- Article:
The FTCA’s reference to the “law of the place where the act or omission occurred” is critical because § 1346(b) only exposes the government to claims that would be available against a private individual under state law.98 Federal law, not state law, is the basis for federal constitutional claims.99 The Meyer plaintiff’s constitutional tort claim alleging a taking of property without due process stems from the Constitution, not state law. The Meyer Court ruled that the plaintiff’s claim was not cognizable under § 1346(b) and thus that the FTCA was not his exclusive remedy because his constitutional tort claim did not arise under state law where the United States could face liability as a private individual.100

There have been two competing interpretations of the Court’s holding in Meyer that track the circuit split over the discretionary function exception. The first is reflected by the minority circuits, like the Seventh Circuit in Linder. This approach understands Meyer to place claims with any constitutional element outside the FTCA.101 Courts that adopt this argument emphasize the FTCA’s text, which exposes the United States to torts it would face as “a private person.”102 Because the Constitution does not govern the conduct of private individuals,103 the United States cannot be liable as a private person for tort claims that involve any constitutional element. Minority circuit courts argue that this is the correct understanding of Meyer in light of Bivens. The Court, recognizing that the FTCA does not apply to constitutional violations, created the Bivens remedy to fill a gap in the remedial scheme.104

The other approach, held by the majority of circuits, charges that Linder misinterprets Meyer. Specifically, courts in the majority of the split believe that Meyer “affirmed only that purely constitution-based claims are not actionable under the FTCA—but [maintained that] constitutional claims rooted in state tort law are perfectly valid.”105 Indeed, constitutional aspects in tort claims do not alienate the claims from their state law basis.106 State law remains the substantive source of the claim, even if a plaintiff “identifies constitutional defects in the conduct underlying her FTCA tort claim.”107 Therefore, the majority of circuits consider claims based in state tort law that also allege constitutional infractions to nevertheless be cognizable under the FTCA.

- Dataset content:
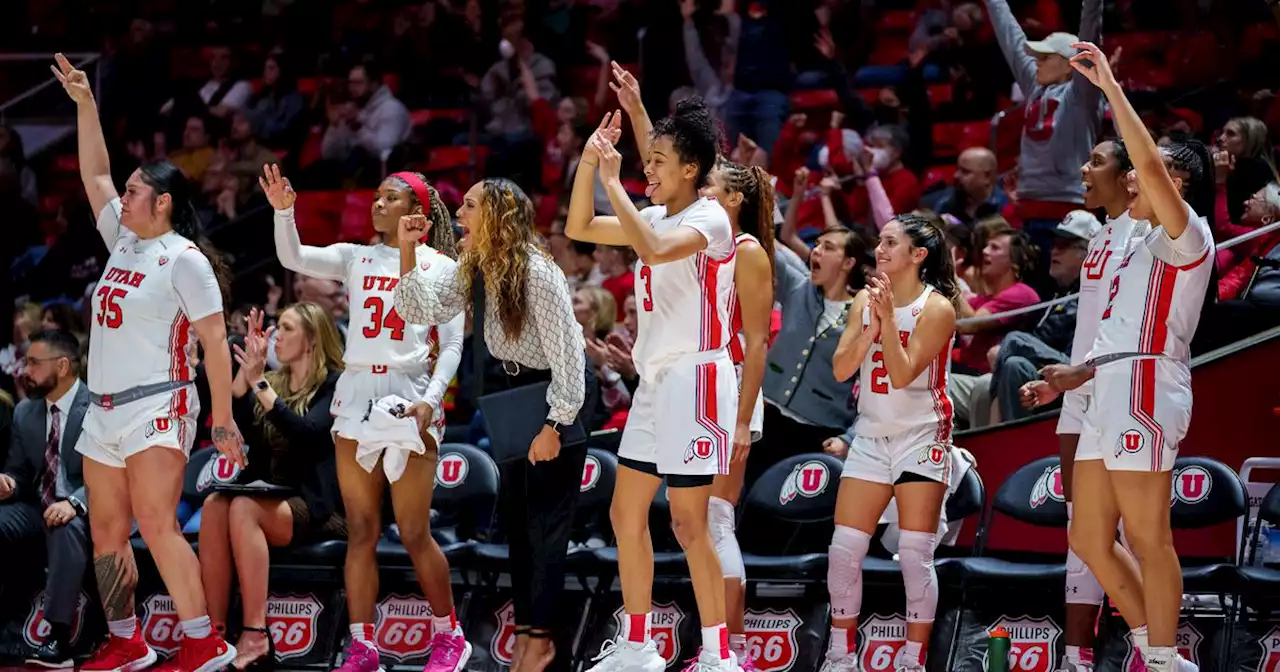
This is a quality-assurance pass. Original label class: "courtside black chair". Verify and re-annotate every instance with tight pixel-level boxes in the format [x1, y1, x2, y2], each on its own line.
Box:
[737, 453, 844, 584]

- Instruction: Would you reproduce the FTCA passage from "The other approach, held" up to and including "under the FTCA."? The material above is separate from the FTCA passage.

- Reply to the task:
The other approach, held by the majority of circuits, charges that Linder misinterprets Meyer. Specifically, courts in the majority of the split believe that Meyer “affirmed only that purely constitution-based claims are not actionable under the FTCA—but [maintained that] constitutional claims rooted in state tort law are perfectly valid.”105 Indeed, constitutional aspects in tort claims do not alienate the claims from their state law basis.106 State law remains the substantive source of the claim, even if a plaintiff “identifies constitutional defects in the conduct underlying her FTCA tort claim.”107 Therefore, the majority of circuits consider claims based in state tort law that also allege constitutional infractions to nevertheless be cognizable under the FTCA.